-- TASK STATEMENT --
In the excerpted text, what role was the narrator cast in after trying out for the lead in the school play?

-- EXCERPTED TEXT --
High School was not much better. I fancied myself quite the thespian, so I tried out for the lead in the school play, and was instead cast as Nurse #2. I tried to follow in my star swimmer of a brother's footsteps and suffered through a miserable season of ear infections just hoping not to drown. Academically I excelled, but AP Calculus is not exactly the express train to Coolsville. In perhaps a nod to a future career in broadcasting, I won a speech contest to deliver the Commencement Address to my fellow graduates of the Class of 1990. The crowd was large, the applause was polite, and the looks on their faces seemed to say, "Umm, OK. Who are you?" I was glad to be done.
As a defense mechanism, I began in childhood to coat myself in nearly iron-clad armor: a giant smile (a decoy to ward off the appearance of unhappiness), a sarcastic, self-deprecating sense of humor (why not beat them to the punch and make fun of myself), and a mental strategy I'll call "When-Then." As in, "I may feel like a nobody right now, but one day when I'm older, things will be different and then I'll show them. I'll show them I'm somebody." It's a philosophy I've clung to through much of my adult life: When I lose 5 pounds, then I'll be satisfied. When I land that dream job, then I'll feel fulfilled. It's a sneaky method of delaying happiness in the present, always envisioning a happier (thinner, richer, etc.) future. But it doesn't work, because "then" never happens, it's always pushed aside by another "when."

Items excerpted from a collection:
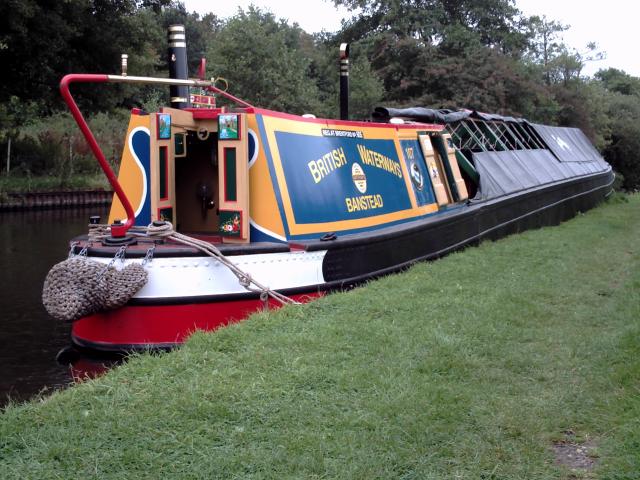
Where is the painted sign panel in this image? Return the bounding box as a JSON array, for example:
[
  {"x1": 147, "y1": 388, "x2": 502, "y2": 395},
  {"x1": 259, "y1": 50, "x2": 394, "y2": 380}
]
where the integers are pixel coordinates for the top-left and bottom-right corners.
[
  {"x1": 400, "y1": 140, "x2": 435, "y2": 206},
  {"x1": 275, "y1": 131, "x2": 411, "y2": 224}
]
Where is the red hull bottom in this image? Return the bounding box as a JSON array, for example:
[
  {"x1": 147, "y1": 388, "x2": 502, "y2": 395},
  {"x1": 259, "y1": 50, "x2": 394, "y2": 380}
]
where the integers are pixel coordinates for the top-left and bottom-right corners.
[{"x1": 71, "y1": 292, "x2": 322, "y2": 351}]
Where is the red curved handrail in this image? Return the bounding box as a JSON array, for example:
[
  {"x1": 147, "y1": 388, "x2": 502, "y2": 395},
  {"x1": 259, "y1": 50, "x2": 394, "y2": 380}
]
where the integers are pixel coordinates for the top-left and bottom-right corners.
[{"x1": 60, "y1": 73, "x2": 135, "y2": 237}]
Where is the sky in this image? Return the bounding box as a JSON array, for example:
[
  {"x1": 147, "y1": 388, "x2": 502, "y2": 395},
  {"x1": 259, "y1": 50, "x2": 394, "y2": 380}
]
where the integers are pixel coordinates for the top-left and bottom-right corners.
[{"x1": 182, "y1": 0, "x2": 640, "y2": 77}]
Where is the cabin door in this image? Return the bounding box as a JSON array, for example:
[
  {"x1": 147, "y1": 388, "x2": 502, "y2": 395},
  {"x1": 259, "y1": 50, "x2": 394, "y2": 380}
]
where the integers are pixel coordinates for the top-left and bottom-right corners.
[
  {"x1": 175, "y1": 131, "x2": 218, "y2": 234},
  {"x1": 218, "y1": 113, "x2": 249, "y2": 243},
  {"x1": 418, "y1": 133, "x2": 452, "y2": 206}
]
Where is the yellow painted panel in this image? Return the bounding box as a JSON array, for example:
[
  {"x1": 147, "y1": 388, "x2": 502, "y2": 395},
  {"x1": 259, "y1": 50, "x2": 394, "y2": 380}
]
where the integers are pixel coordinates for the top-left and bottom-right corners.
[{"x1": 108, "y1": 114, "x2": 153, "y2": 223}]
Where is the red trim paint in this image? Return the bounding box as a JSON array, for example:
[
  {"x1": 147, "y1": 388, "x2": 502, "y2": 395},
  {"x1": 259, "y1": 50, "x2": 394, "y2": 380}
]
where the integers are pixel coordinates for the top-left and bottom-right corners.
[
  {"x1": 60, "y1": 73, "x2": 135, "y2": 237},
  {"x1": 222, "y1": 147, "x2": 238, "y2": 203},
  {"x1": 71, "y1": 292, "x2": 323, "y2": 350},
  {"x1": 158, "y1": 145, "x2": 169, "y2": 201}
]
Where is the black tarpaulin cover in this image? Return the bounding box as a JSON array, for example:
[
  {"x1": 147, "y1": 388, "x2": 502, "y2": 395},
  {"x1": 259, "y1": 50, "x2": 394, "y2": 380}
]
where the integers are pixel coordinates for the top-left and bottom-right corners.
[
  {"x1": 530, "y1": 123, "x2": 604, "y2": 162},
  {"x1": 473, "y1": 149, "x2": 610, "y2": 200},
  {"x1": 372, "y1": 107, "x2": 526, "y2": 124}
]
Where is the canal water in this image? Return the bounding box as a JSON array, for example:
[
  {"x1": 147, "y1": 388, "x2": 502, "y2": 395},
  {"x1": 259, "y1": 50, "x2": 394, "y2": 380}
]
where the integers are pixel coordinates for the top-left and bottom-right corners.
[{"x1": 0, "y1": 207, "x2": 106, "y2": 407}]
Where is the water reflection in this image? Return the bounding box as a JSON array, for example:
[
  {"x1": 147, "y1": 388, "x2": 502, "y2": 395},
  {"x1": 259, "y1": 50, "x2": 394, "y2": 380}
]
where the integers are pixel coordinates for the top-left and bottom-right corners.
[{"x1": 0, "y1": 207, "x2": 106, "y2": 406}]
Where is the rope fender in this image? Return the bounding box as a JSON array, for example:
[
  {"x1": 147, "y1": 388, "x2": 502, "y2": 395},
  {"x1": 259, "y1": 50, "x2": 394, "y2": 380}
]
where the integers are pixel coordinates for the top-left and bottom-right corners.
[{"x1": 42, "y1": 222, "x2": 299, "y2": 321}]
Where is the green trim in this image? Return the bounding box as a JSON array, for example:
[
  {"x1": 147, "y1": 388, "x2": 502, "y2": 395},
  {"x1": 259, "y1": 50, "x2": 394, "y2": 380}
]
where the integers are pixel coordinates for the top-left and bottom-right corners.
[
  {"x1": 173, "y1": 133, "x2": 187, "y2": 157},
  {"x1": 431, "y1": 135, "x2": 460, "y2": 202},
  {"x1": 158, "y1": 146, "x2": 169, "y2": 200},
  {"x1": 224, "y1": 148, "x2": 238, "y2": 202}
]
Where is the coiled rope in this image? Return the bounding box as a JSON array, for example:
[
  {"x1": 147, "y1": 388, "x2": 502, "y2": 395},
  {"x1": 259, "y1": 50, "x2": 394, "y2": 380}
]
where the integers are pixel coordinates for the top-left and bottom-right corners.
[{"x1": 89, "y1": 222, "x2": 300, "y2": 306}]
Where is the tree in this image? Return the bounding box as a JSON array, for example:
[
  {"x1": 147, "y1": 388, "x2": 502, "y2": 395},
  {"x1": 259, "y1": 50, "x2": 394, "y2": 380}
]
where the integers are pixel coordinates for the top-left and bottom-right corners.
[{"x1": 207, "y1": 6, "x2": 321, "y2": 113}]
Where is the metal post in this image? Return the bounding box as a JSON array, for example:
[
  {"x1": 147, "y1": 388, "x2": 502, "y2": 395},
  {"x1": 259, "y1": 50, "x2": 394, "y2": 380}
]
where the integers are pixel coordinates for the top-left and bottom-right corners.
[
  {"x1": 168, "y1": 25, "x2": 189, "y2": 108},
  {"x1": 7, "y1": 137, "x2": 11, "y2": 176},
  {"x1": 340, "y1": 43, "x2": 349, "y2": 120}
]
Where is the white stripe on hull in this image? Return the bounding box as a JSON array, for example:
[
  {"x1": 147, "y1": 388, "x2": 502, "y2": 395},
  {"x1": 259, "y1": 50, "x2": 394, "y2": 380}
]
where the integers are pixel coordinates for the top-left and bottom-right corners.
[{"x1": 89, "y1": 250, "x2": 327, "y2": 299}]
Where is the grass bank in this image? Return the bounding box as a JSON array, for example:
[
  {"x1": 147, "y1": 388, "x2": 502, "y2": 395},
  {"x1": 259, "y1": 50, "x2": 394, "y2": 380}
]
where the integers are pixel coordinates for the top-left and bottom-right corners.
[
  {"x1": 0, "y1": 195, "x2": 640, "y2": 479},
  {"x1": 0, "y1": 173, "x2": 111, "y2": 198}
]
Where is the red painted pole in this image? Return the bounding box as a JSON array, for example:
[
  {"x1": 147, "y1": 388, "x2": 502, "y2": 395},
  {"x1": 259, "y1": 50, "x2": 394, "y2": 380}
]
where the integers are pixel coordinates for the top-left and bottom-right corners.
[{"x1": 60, "y1": 74, "x2": 135, "y2": 237}]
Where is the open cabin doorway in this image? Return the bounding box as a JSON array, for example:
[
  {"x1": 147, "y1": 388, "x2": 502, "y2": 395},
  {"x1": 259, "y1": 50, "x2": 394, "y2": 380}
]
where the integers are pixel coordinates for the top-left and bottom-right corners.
[{"x1": 175, "y1": 131, "x2": 219, "y2": 235}]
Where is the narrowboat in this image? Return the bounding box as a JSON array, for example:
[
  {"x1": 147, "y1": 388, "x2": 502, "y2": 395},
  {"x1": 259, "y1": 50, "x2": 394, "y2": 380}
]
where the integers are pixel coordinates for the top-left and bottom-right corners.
[{"x1": 43, "y1": 26, "x2": 614, "y2": 351}]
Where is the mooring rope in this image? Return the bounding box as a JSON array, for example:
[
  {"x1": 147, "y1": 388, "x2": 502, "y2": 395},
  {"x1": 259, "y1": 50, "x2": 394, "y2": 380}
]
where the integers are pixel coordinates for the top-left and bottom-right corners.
[{"x1": 84, "y1": 222, "x2": 299, "y2": 306}]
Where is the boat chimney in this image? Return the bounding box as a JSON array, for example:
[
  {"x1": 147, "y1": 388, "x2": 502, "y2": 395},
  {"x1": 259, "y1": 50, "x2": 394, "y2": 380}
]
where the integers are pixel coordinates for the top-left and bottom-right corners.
[
  {"x1": 167, "y1": 25, "x2": 189, "y2": 108},
  {"x1": 340, "y1": 43, "x2": 349, "y2": 120},
  {"x1": 120, "y1": 53, "x2": 129, "y2": 77}
]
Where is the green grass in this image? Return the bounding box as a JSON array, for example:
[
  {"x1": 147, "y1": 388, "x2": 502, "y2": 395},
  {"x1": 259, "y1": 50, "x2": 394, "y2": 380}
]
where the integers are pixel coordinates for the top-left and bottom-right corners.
[
  {"x1": 0, "y1": 173, "x2": 110, "y2": 195},
  {"x1": 0, "y1": 195, "x2": 640, "y2": 479}
]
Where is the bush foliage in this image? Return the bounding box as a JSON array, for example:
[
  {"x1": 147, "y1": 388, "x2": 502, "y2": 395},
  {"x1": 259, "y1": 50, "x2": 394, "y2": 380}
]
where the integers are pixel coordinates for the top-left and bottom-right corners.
[{"x1": 0, "y1": 0, "x2": 640, "y2": 189}]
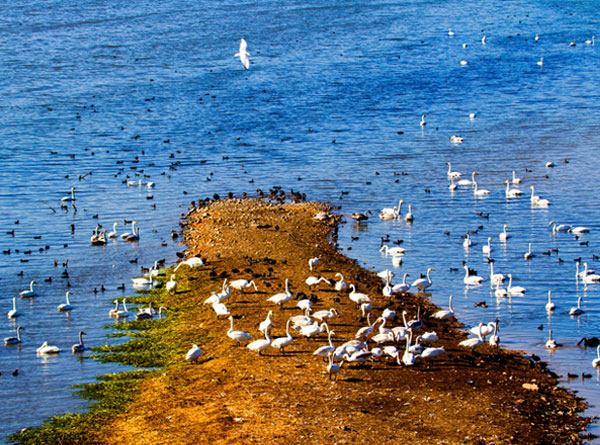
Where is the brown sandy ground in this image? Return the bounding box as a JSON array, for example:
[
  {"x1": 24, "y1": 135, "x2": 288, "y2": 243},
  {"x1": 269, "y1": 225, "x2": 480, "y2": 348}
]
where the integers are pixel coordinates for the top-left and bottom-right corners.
[{"x1": 95, "y1": 199, "x2": 590, "y2": 445}]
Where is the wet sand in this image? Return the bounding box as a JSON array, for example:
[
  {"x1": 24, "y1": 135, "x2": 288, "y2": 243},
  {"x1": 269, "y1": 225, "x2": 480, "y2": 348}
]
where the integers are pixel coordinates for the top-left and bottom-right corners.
[{"x1": 99, "y1": 199, "x2": 590, "y2": 444}]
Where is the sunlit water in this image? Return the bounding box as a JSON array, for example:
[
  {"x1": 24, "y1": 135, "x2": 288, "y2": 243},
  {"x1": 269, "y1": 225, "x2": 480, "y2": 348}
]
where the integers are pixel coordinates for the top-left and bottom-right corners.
[{"x1": 0, "y1": 0, "x2": 600, "y2": 438}]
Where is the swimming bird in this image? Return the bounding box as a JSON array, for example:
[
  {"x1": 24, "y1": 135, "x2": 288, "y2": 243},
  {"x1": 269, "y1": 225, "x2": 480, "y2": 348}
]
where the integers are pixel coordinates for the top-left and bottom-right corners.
[
  {"x1": 71, "y1": 331, "x2": 86, "y2": 353},
  {"x1": 412, "y1": 267, "x2": 434, "y2": 291},
  {"x1": 35, "y1": 341, "x2": 60, "y2": 354},
  {"x1": 185, "y1": 344, "x2": 202, "y2": 362},
  {"x1": 19, "y1": 280, "x2": 37, "y2": 298},
  {"x1": 233, "y1": 39, "x2": 250, "y2": 69},
  {"x1": 267, "y1": 278, "x2": 292, "y2": 309},
  {"x1": 271, "y1": 319, "x2": 294, "y2": 352},
  {"x1": 6, "y1": 297, "x2": 21, "y2": 318},
  {"x1": 546, "y1": 290, "x2": 556, "y2": 312},
  {"x1": 246, "y1": 329, "x2": 271, "y2": 355},
  {"x1": 227, "y1": 316, "x2": 253, "y2": 346},
  {"x1": 4, "y1": 326, "x2": 25, "y2": 345},
  {"x1": 58, "y1": 291, "x2": 73, "y2": 312},
  {"x1": 569, "y1": 297, "x2": 584, "y2": 316},
  {"x1": 431, "y1": 295, "x2": 454, "y2": 320}
]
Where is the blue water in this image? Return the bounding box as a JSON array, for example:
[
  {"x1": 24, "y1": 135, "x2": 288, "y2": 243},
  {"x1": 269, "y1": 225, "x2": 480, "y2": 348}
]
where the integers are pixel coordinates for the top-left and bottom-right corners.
[{"x1": 0, "y1": 0, "x2": 600, "y2": 440}]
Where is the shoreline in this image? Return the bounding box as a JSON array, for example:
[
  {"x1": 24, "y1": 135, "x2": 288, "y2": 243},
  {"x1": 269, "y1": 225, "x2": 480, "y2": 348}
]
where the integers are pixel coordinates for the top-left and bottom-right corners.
[{"x1": 8, "y1": 199, "x2": 592, "y2": 444}]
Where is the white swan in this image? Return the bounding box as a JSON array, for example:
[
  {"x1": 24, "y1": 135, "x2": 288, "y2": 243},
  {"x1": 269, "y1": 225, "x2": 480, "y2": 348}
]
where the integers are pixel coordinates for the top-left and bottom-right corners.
[
  {"x1": 185, "y1": 344, "x2": 202, "y2": 362},
  {"x1": 458, "y1": 323, "x2": 483, "y2": 349},
  {"x1": 546, "y1": 290, "x2": 556, "y2": 312},
  {"x1": 431, "y1": 295, "x2": 454, "y2": 320},
  {"x1": 412, "y1": 267, "x2": 434, "y2": 291},
  {"x1": 233, "y1": 39, "x2": 250, "y2": 69},
  {"x1": 4, "y1": 326, "x2": 25, "y2": 345},
  {"x1": 392, "y1": 273, "x2": 410, "y2": 294},
  {"x1": 348, "y1": 284, "x2": 371, "y2": 306},
  {"x1": 6, "y1": 297, "x2": 21, "y2": 318},
  {"x1": 19, "y1": 280, "x2": 37, "y2": 298},
  {"x1": 35, "y1": 341, "x2": 60, "y2": 354},
  {"x1": 271, "y1": 319, "x2": 294, "y2": 352},
  {"x1": 569, "y1": 297, "x2": 584, "y2": 316},
  {"x1": 58, "y1": 291, "x2": 73, "y2": 312},
  {"x1": 446, "y1": 162, "x2": 462, "y2": 179},
  {"x1": 506, "y1": 274, "x2": 526, "y2": 296},
  {"x1": 267, "y1": 278, "x2": 292, "y2": 309},
  {"x1": 229, "y1": 278, "x2": 258, "y2": 292},
  {"x1": 227, "y1": 316, "x2": 253, "y2": 346},
  {"x1": 71, "y1": 331, "x2": 86, "y2": 353}
]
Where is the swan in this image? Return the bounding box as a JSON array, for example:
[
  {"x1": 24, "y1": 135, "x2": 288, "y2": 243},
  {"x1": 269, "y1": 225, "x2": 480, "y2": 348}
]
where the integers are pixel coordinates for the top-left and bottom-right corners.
[
  {"x1": 523, "y1": 243, "x2": 535, "y2": 260},
  {"x1": 4, "y1": 326, "x2": 25, "y2": 345},
  {"x1": 174, "y1": 257, "x2": 204, "y2": 272},
  {"x1": 271, "y1": 319, "x2": 294, "y2": 352},
  {"x1": 504, "y1": 181, "x2": 523, "y2": 198},
  {"x1": 6, "y1": 297, "x2": 21, "y2": 318},
  {"x1": 546, "y1": 290, "x2": 556, "y2": 312},
  {"x1": 106, "y1": 222, "x2": 119, "y2": 239},
  {"x1": 185, "y1": 344, "x2": 202, "y2": 362},
  {"x1": 327, "y1": 354, "x2": 344, "y2": 380},
  {"x1": 481, "y1": 236, "x2": 493, "y2": 253},
  {"x1": 404, "y1": 204, "x2": 414, "y2": 223},
  {"x1": 512, "y1": 170, "x2": 521, "y2": 185},
  {"x1": 233, "y1": 39, "x2": 250, "y2": 69},
  {"x1": 457, "y1": 172, "x2": 475, "y2": 185},
  {"x1": 335, "y1": 272, "x2": 347, "y2": 292},
  {"x1": 58, "y1": 291, "x2": 73, "y2": 312},
  {"x1": 60, "y1": 187, "x2": 75, "y2": 202},
  {"x1": 392, "y1": 273, "x2": 410, "y2": 294},
  {"x1": 348, "y1": 284, "x2": 371, "y2": 306},
  {"x1": 446, "y1": 162, "x2": 462, "y2": 179},
  {"x1": 458, "y1": 323, "x2": 483, "y2": 349},
  {"x1": 498, "y1": 224, "x2": 509, "y2": 242},
  {"x1": 267, "y1": 278, "x2": 292, "y2": 309},
  {"x1": 258, "y1": 311, "x2": 273, "y2": 334},
  {"x1": 379, "y1": 245, "x2": 410, "y2": 256},
  {"x1": 431, "y1": 295, "x2": 454, "y2": 320},
  {"x1": 313, "y1": 331, "x2": 335, "y2": 357},
  {"x1": 304, "y1": 276, "x2": 331, "y2": 287},
  {"x1": 412, "y1": 267, "x2": 434, "y2": 291},
  {"x1": 229, "y1": 278, "x2": 258, "y2": 292},
  {"x1": 71, "y1": 331, "x2": 86, "y2": 353},
  {"x1": 165, "y1": 275, "x2": 177, "y2": 293},
  {"x1": 121, "y1": 221, "x2": 137, "y2": 240},
  {"x1": 19, "y1": 280, "x2": 37, "y2": 298},
  {"x1": 545, "y1": 329, "x2": 560, "y2": 349},
  {"x1": 569, "y1": 297, "x2": 584, "y2": 316},
  {"x1": 313, "y1": 308, "x2": 340, "y2": 321},
  {"x1": 506, "y1": 274, "x2": 526, "y2": 296},
  {"x1": 227, "y1": 316, "x2": 253, "y2": 346},
  {"x1": 35, "y1": 341, "x2": 60, "y2": 354}
]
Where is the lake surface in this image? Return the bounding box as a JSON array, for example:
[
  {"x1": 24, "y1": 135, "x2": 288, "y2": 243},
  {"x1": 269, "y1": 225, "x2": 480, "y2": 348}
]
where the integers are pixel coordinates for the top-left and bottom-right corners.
[{"x1": 0, "y1": 0, "x2": 600, "y2": 441}]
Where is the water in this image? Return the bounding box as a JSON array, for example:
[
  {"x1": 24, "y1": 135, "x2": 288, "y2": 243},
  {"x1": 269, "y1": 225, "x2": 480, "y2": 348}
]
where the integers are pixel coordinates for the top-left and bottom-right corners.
[{"x1": 0, "y1": 0, "x2": 600, "y2": 438}]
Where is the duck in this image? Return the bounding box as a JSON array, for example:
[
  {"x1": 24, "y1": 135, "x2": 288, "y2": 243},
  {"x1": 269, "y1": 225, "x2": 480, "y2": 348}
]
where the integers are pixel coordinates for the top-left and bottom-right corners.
[
  {"x1": 4, "y1": 326, "x2": 25, "y2": 345},
  {"x1": 185, "y1": 344, "x2": 202, "y2": 362},
  {"x1": 58, "y1": 291, "x2": 73, "y2": 312},
  {"x1": 267, "y1": 278, "x2": 292, "y2": 309},
  {"x1": 412, "y1": 267, "x2": 434, "y2": 291},
  {"x1": 35, "y1": 341, "x2": 60, "y2": 354},
  {"x1": 569, "y1": 297, "x2": 585, "y2": 316},
  {"x1": 71, "y1": 331, "x2": 86, "y2": 353},
  {"x1": 431, "y1": 295, "x2": 454, "y2": 320},
  {"x1": 19, "y1": 280, "x2": 37, "y2": 298},
  {"x1": 227, "y1": 315, "x2": 253, "y2": 346}
]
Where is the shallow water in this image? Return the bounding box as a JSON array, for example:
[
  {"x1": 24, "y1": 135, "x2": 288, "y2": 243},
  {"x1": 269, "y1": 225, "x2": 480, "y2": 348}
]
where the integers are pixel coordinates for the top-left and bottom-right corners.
[{"x1": 0, "y1": 1, "x2": 600, "y2": 437}]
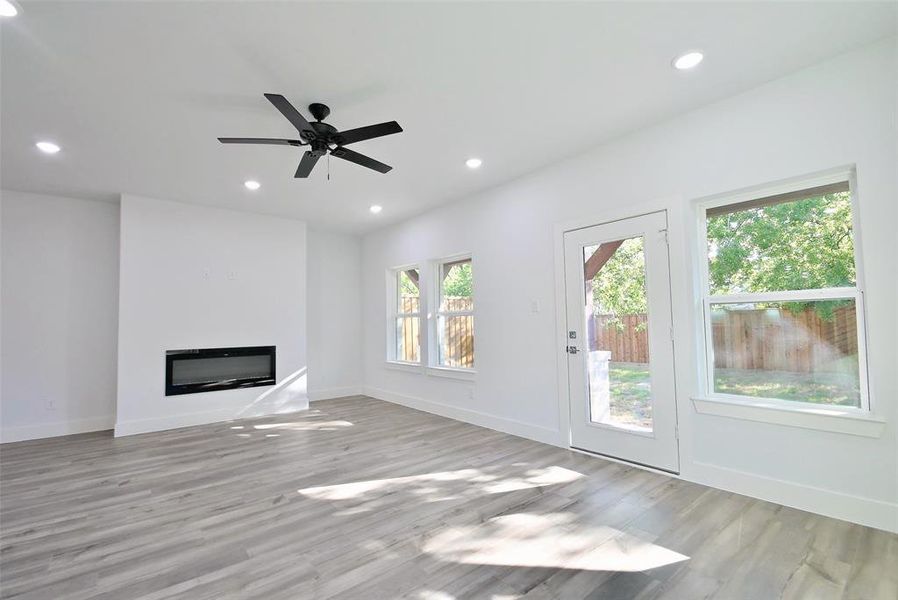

-- TASK ANSWER --
Nurse #2.